> _TEXT_
########################################

James: Interesting. Just step back a little bit more here, so I think a crux issue for many readers and many listeners is they see all this and it certainly looks messy. They might wonder, in the sense of being a good neighbor, or like a lot of companies these days, adhering to SRI -- socially responsible investing, which entails trying to help the world or going above and beyond the law. So, Chevron's position here, they might not see Chevron as appearing to be big-hearted, based on what they've read in the media. But Chevron's position, it sounds like you're stating very clearly, is that the remediation was accurate, was adequate. It was enough. It's not like Chevron would be more sympathetic were this not in a legal battle. You feel it's done with.
Kent: I think I understand where you're headed. Chevron has always been open to a constructive dialog, has been open to constructive resolution. The challenge has been figuring out how to advance something like that. And what it really kind of boils down to is an honest conversation about the conditions in the region.
The primary problem in this region of Ecuador really isn't all that different than other parts of Ecuador. It's a lack of adequate infrastructure. You've got hundreds of thousands of people living in the region, and you have no sewage treatment plants anywhere. Some of the cities have water treatment for drinking water supply, so the water that is consumed by residents is moderately clean. But anything that is kind of, pardon the phrase, coming out the back end just goes back into the rivers untreated and flows downstream for the next village to enjoy. And that really is the primary problem.

########################################

> _TASKS FOR THIS EXERCISE_
A - In the Chevron interview, what does Kent name as the primary problem in this region of Ecuador?
B - Repeat the Chevron interview word for word, starting at "James: Interesting. Just" and ending at "it's done with.".
C - Please pick up the Chevron interview after its last sentence and carry it on.

> _ENTRIES PROVIDED_
########################################

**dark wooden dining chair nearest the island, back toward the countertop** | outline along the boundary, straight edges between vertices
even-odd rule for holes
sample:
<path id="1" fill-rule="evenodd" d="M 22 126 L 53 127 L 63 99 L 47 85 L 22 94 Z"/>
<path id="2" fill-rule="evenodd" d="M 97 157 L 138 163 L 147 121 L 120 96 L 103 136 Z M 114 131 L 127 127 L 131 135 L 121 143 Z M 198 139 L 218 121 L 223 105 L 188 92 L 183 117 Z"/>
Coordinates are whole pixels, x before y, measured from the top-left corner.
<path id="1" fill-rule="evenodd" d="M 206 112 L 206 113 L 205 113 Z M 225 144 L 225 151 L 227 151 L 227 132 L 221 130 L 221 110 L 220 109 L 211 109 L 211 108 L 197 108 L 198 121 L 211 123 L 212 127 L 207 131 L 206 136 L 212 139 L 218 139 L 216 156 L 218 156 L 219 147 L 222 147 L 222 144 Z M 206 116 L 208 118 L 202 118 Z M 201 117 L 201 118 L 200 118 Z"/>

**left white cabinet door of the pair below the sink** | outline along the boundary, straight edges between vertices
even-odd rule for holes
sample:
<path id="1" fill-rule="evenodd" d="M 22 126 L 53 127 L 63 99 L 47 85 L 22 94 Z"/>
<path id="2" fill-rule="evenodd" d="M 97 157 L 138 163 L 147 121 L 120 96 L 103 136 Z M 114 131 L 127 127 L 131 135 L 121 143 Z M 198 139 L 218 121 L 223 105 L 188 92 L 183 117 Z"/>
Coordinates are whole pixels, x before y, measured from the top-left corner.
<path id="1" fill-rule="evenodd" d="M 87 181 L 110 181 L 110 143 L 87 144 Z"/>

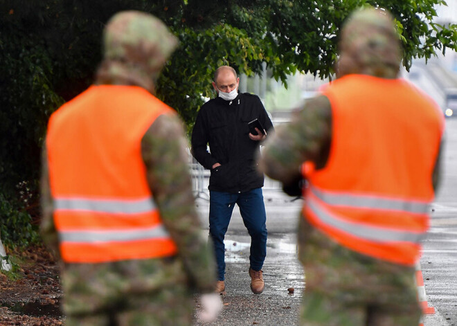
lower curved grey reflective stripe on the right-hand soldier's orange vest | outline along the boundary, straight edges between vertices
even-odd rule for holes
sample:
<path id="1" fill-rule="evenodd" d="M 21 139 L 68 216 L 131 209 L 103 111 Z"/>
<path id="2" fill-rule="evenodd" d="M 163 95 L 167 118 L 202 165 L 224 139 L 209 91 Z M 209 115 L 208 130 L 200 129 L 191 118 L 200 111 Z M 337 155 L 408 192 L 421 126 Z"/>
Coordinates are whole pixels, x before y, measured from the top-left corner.
<path id="1" fill-rule="evenodd" d="M 415 242 L 420 243 L 425 233 L 414 233 L 405 230 L 393 230 L 391 228 L 382 228 L 379 226 L 368 226 L 358 224 L 352 221 L 345 221 L 341 217 L 330 214 L 317 203 L 312 197 L 307 198 L 307 206 L 314 212 L 324 224 L 337 228 L 343 232 L 354 235 L 362 239 L 368 239 L 375 242 Z"/>

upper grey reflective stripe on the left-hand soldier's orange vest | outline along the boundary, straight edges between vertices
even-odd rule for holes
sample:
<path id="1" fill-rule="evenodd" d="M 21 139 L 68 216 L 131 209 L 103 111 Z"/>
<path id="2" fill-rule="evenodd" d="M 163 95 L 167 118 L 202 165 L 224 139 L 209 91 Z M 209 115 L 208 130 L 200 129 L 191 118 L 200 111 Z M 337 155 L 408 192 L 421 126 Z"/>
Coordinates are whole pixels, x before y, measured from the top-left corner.
<path id="1" fill-rule="evenodd" d="M 86 198 L 55 198 L 55 210 L 84 210 L 113 214 L 138 214 L 156 208 L 152 197 L 137 200 L 97 200 Z"/>

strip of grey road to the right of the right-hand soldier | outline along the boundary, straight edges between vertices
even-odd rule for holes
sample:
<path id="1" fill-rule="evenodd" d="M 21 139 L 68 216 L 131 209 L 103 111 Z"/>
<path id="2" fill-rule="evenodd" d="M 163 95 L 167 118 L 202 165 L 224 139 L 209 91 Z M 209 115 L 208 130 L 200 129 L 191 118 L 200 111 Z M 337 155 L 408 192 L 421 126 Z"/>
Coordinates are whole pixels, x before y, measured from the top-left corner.
<path id="1" fill-rule="evenodd" d="M 438 325 L 456 326 L 457 118 L 446 119 L 445 137 L 443 176 L 432 206 L 431 230 L 424 241 L 421 266 L 429 306 L 444 318 Z"/>

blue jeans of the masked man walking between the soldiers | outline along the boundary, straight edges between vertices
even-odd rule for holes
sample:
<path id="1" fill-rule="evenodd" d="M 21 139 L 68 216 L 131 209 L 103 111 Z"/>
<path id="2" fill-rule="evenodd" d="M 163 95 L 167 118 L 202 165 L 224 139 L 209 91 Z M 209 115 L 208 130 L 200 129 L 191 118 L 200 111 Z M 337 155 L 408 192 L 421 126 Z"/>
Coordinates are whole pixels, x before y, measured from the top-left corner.
<path id="1" fill-rule="evenodd" d="M 213 239 L 219 280 L 225 280 L 224 237 L 235 203 L 240 208 L 244 226 L 251 235 L 249 262 L 251 269 L 260 271 L 267 255 L 267 214 L 262 188 L 232 194 L 210 190 L 210 237 Z"/>

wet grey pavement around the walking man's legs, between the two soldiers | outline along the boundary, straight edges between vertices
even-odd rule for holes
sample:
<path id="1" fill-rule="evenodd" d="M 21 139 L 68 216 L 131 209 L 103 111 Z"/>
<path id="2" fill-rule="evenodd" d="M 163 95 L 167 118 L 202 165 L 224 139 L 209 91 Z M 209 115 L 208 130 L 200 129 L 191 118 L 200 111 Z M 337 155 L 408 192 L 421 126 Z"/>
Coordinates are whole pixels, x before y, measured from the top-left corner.
<path id="1" fill-rule="evenodd" d="M 298 325 L 298 309 L 305 286 L 303 268 L 296 259 L 296 221 L 301 201 L 291 203 L 291 198 L 278 190 L 264 190 L 264 198 L 269 233 L 267 258 L 262 269 L 264 292 L 256 295 L 249 288 L 251 238 L 235 208 L 225 241 L 224 310 L 215 323 L 195 325 Z M 203 225 L 208 229 L 208 201 L 197 199 L 197 204 Z M 289 293 L 291 288 L 293 293 Z"/>

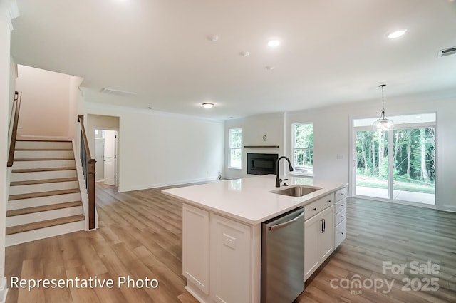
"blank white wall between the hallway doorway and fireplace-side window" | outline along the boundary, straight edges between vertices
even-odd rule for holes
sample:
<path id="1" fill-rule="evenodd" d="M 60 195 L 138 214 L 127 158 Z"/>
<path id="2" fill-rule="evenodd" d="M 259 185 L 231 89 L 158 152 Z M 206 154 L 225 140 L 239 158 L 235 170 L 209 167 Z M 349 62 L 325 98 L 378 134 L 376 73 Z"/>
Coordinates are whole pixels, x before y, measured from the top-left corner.
<path id="1" fill-rule="evenodd" d="M 86 102 L 90 115 L 120 117 L 119 191 L 216 180 L 224 167 L 224 124 Z"/>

########################################

> _RESPONSES_
A - A lack of adequate infrastructure.

B -
James: Interesting. Just step back a little bit more here, so I think a crux issue for many readers and many listeners is they see all this and it certainly looks messy. They might wonder, in the sense of being a good neighbor, or like a lot of companies these days, adhering to SRI -- socially responsible investing, which entails trying to help the world or going above and beyond the law. So, Chevron's position here, they might not see Chevron as appearing to be big-hearted, based on what they've read in the media. But Chevron's position, it sounds like you're stating very clearly, is that the remediation was accurate, was adequate. It was enough. It's not like Chevron would be more sympathetic were this not in a legal battle. You feel it's done with.

C -
Chevron is in a position to help. The litigation is a barrier to that assistance, and the government of Ecuador's intransigence is a problem as well. The government is in a position to partner in some sort of solution, but right now they've been quite outspoken in their support for the litigation. There's been at least one representative of the government that's said that the government expects to capture 90% of any award that ultimately goes against Chevron.
James: Wow. So you're actually saying that Chevron would be open to doing things differently if the whole situation were different and weren't like it is now?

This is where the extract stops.